**WHAT YOU NEED TO DO:** Pick each line containing "wooden" out of the records.

**RECORDS PROVIDED:**
────────────────

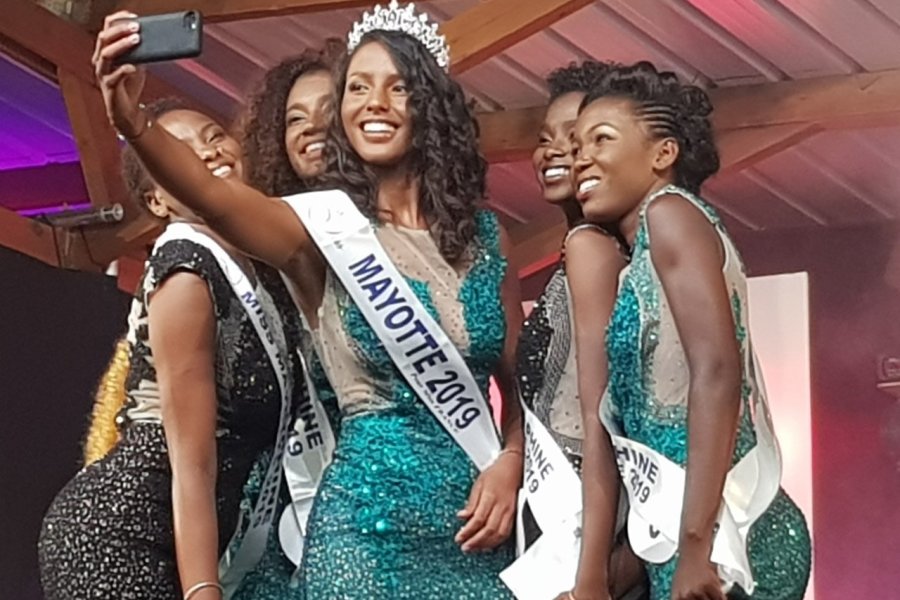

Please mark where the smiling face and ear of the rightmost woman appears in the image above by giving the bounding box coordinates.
[573,97,678,222]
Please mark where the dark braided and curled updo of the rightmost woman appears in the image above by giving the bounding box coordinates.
[581,61,719,193]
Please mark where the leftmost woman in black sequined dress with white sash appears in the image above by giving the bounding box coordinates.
[38,101,303,600]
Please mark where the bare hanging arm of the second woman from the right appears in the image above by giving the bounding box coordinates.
[566,229,625,600]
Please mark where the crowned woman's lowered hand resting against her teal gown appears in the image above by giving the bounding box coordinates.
[455,452,522,552]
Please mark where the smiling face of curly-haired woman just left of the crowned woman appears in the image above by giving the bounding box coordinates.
[284,71,333,179]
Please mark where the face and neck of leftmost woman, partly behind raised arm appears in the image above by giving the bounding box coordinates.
[148,109,243,221]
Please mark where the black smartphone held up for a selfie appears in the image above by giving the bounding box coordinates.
[116,10,203,64]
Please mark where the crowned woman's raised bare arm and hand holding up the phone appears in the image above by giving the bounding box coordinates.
[93,11,314,269]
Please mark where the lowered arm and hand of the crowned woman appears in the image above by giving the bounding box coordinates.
[456,220,525,552]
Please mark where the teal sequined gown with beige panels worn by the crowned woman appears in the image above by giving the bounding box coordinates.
[298,212,513,600]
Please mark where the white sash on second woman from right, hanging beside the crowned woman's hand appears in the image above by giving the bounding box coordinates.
[500,403,582,600]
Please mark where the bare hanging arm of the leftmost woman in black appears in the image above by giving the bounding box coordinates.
[149,273,220,600]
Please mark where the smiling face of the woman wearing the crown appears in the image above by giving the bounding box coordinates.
[341,41,412,167]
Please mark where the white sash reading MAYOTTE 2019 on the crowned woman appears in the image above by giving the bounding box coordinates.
[284,190,500,471]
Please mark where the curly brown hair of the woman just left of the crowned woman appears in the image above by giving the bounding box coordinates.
[241,38,344,196]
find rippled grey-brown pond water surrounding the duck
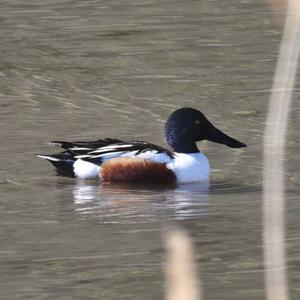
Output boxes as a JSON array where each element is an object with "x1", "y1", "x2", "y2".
[{"x1": 0, "y1": 0, "x2": 300, "y2": 300}]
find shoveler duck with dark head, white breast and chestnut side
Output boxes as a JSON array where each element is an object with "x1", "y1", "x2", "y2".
[{"x1": 37, "y1": 107, "x2": 247, "y2": 184}]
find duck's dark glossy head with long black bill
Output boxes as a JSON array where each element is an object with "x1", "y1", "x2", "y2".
[{"x1": 165, "y1": 107, "x2": 247, "y2": 153}]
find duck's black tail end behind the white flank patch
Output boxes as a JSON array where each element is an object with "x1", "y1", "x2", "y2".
[{"x1": 37, "y1": 152, "x2": 75, "y2": 177}]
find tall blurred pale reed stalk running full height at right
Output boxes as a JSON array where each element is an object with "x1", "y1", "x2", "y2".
[{"x1": 263, "y1": 0, "x2": 300, "y2": 300}]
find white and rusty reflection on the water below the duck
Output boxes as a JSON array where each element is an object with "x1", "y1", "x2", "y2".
[{"x1": 73, "y1": 181, "x2": 210, "y2": 221}]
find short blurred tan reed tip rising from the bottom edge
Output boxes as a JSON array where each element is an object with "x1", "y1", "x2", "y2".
[{"x1": 165, "y1": 230, "x2": 201, "y2": 300}]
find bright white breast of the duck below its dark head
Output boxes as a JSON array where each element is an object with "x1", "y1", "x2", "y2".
[{"x1": 167, "y1": 153, "x2": 210, "y2": 183}]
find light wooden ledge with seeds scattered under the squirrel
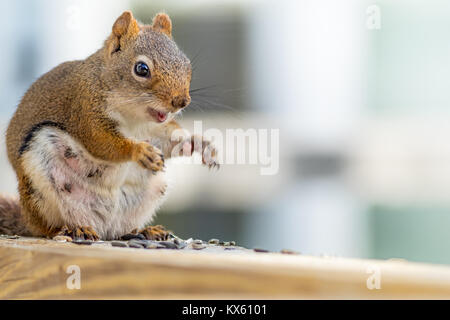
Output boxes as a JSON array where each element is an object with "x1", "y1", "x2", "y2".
[{"x1": 0, "y1": 238, "x2": 450, "y2": 299}]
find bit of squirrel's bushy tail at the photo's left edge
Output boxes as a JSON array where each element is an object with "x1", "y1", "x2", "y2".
[{"x1": 0, "y1": 194, "x2": 30, "y2": 236}]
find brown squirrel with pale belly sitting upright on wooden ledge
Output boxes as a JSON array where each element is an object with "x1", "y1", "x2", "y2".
[{"x1": 0, "y1": 11, "x2": 218, "y2": 241}]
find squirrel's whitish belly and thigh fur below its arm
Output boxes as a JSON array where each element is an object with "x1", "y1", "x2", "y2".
[{"x1": 22, "y1": 128, "x2": 167, "y2": 239}]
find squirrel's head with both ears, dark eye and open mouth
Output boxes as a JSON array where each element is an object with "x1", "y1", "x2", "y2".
[{"x1": 102, "y1": 11, "x2": 192, "y2": 123}]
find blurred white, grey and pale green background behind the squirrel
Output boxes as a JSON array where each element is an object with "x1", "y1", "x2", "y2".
[{"x1": 0, "y1": 0, "x2": 450, "y2": 264}]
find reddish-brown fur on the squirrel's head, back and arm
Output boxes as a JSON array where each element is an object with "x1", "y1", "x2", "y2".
[{"x1": 0, "y1": 11, "x2": 195, "y2": 236}]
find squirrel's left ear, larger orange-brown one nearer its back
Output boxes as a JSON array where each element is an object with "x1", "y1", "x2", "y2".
[{"x1": 107, "y1": 11, "x2": 139, "y2": 54}]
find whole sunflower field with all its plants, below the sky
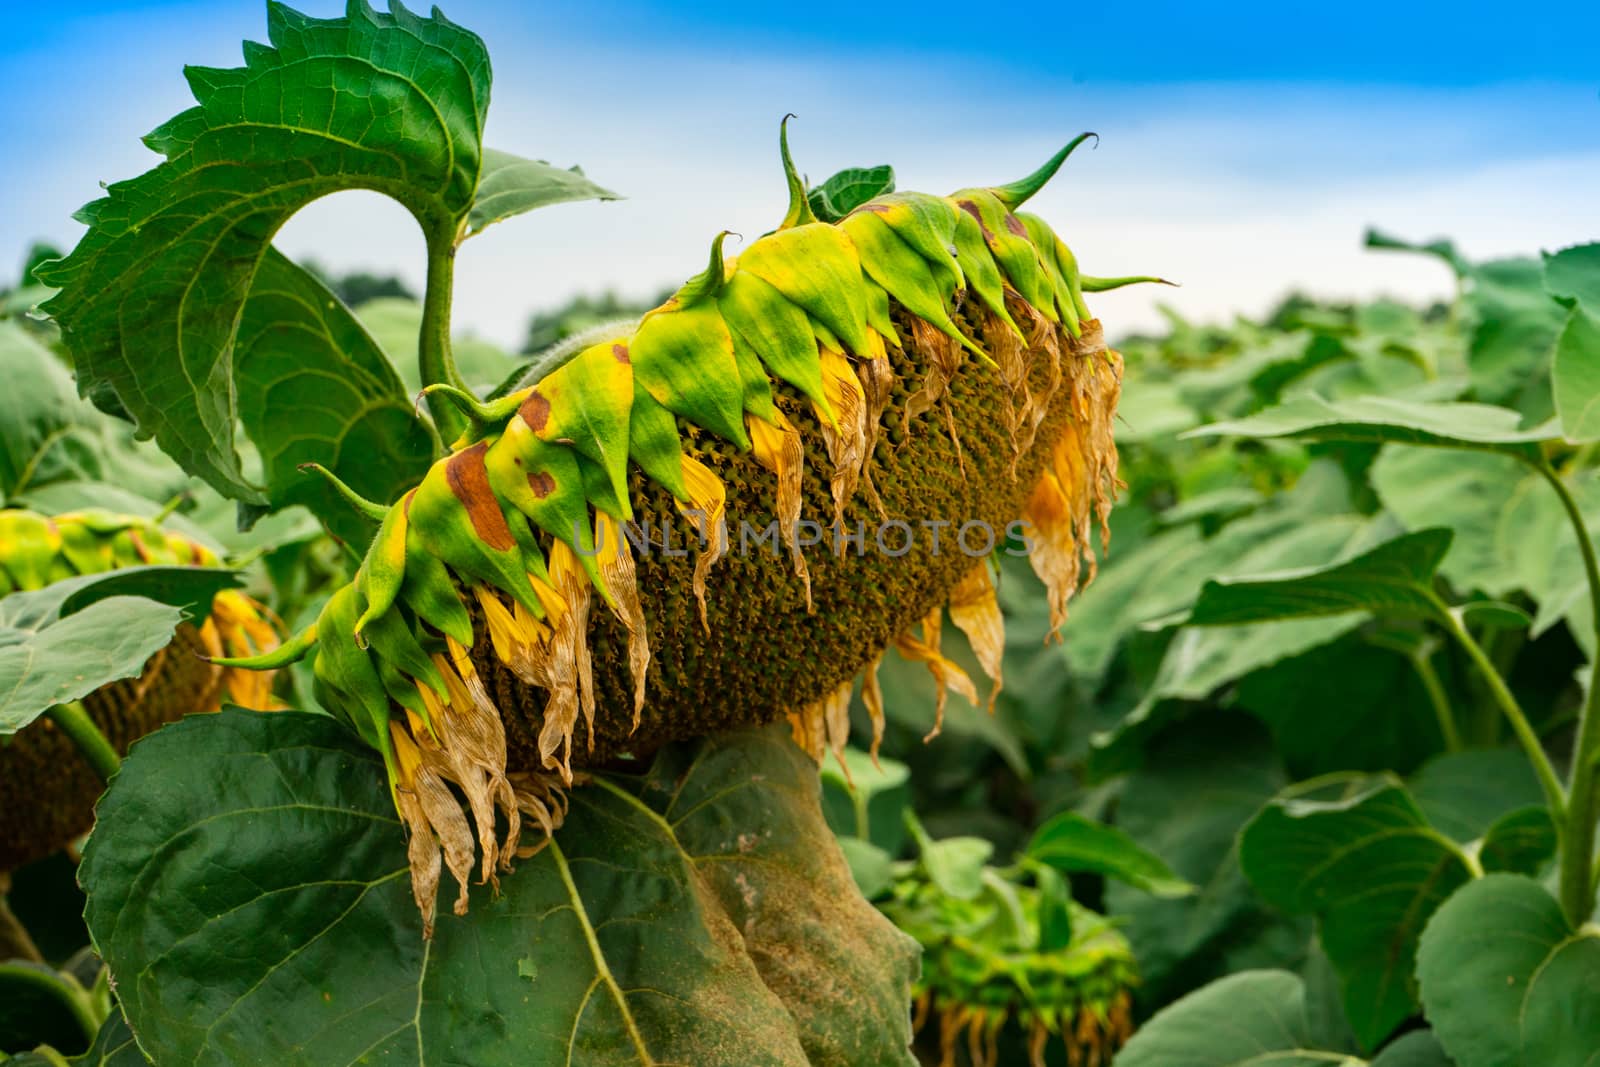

────────────────

**ANSWER SPACE:**
find light wooden ledge with seeds scattered under the squirrel
find brown squirrel with pale belly sitting upright on wooden ledge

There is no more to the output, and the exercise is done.